SOURCE EXTRACT.
───

Our Crumbling African Empire

Posted by Bob Lord

There's a bunch of stuff out today on inequality, but the most eye-opening piece I've seen in awhile is Nick Turse's piece, Blowback Central, at Tom Dispatch. 

AFRICOM is the Pentagon's most recently established global command. Established just six short years ago, it has imposed our military presence all over Africa, with stunningly depressing results. I was vaguely aware of this situation, but didn't appreciate fully the extent of our imperialistic action. Here are a few of the highlights from Turse:

The next year, CJTF-HOA took up residence at Camp Lemonnier in Djibouti, where it resides to this day on the only officially avowed U.S. base in Africa.

As CJTF-HOA was starting up, the State Department launched a multi-million-dollar counterterrorism program, known as the Pan-Sahel Initiative, to bolster the militaries of Mali, Niger, Chad, and Mauritania.  In 2004, for example, Special Forces training teams were sent to Mali as part of the effort.  In 2005, the program expanded to include Nigeria, Senegal, Morocco, Algeria, and Tunisia and was renamed the Trans-Saharan Counterterrorism Partnership.

───

DIRECTIONS.
1 – In the post on the U.S. military presence in Africa, what was the Pan-Sahel Initiative renamed when it expanded in 2005?
2 – Write the next part of the post on the U.S. military presence in Africa, picking up after its final sentence.

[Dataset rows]
───

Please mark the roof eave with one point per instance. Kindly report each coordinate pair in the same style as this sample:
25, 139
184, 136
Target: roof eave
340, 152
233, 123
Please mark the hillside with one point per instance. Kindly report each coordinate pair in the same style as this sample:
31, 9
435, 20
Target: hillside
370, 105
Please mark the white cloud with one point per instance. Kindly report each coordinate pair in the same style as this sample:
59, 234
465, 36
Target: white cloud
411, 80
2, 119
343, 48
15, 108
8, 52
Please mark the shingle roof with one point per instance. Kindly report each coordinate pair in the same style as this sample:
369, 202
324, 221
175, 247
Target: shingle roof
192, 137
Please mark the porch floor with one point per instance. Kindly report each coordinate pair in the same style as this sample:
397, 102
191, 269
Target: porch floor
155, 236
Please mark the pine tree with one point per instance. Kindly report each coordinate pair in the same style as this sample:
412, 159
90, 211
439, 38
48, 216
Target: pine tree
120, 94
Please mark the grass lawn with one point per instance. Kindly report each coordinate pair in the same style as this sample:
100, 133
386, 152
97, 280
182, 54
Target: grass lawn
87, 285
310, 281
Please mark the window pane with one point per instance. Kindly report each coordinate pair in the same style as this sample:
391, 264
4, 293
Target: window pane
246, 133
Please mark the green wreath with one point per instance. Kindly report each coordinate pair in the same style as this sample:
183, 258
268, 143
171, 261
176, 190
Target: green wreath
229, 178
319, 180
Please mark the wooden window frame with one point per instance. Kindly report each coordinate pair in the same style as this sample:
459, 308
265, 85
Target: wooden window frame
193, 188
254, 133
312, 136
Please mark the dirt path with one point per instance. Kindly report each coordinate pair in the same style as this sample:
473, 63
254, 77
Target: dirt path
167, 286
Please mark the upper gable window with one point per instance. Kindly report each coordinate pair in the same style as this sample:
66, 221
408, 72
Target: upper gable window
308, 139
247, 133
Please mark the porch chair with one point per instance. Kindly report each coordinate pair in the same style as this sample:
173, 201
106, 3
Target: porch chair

───

THE ANSWERS.
1 – The Trans-Saharan Counterterrorism Partnership.

2 –
In recent years, the U.S. has trained and outfitted soldiers from Uganda, Burundi, and Kenya, among other nations, for missions like the hunt for Kony.  They have also served as a proxy force for the U.S. in Somalia, part of the African Union Mission (AMISOM) protecting the U.S.-supportedgovernment in that country’s capital, Mogadishu.  Since 2007, the State Department has anted up about $650 million in logistics support, equipment, and training for AMISOM troops.  The Pentagon has kicked in an extra $100 million since 2011.

The U.S. also continues funding African armies through the Trans-Sahara Counter-Terrorism Partnership and its Pentagon analog, now known as Operation Juniper Shield, with increased support flowing to Mauritania and Niger in the wake of Mali’s collapse.  In 2012, the State Department and the U.S. Agency for International Development poured approximately $52 million into the programs, while the Pentagon chipped in another $46 million.

In the Obama years, U.S. Africa Command has also built a sophisticated logistics system officially known as the AFRICOM Surface Distribution Network, but colloquially referred to as the “new spice route.” Its central nodes are in Manda Bay, Garissa, and Mombasa in Kenya; Kampala and Entebbe in Uganda; Bangui and Djema in Central African Republic; Nzara in South Sudan; Dire Dawa in Ethiopia; and the Pentagon’s showpiece African base, Camp Lemonnier.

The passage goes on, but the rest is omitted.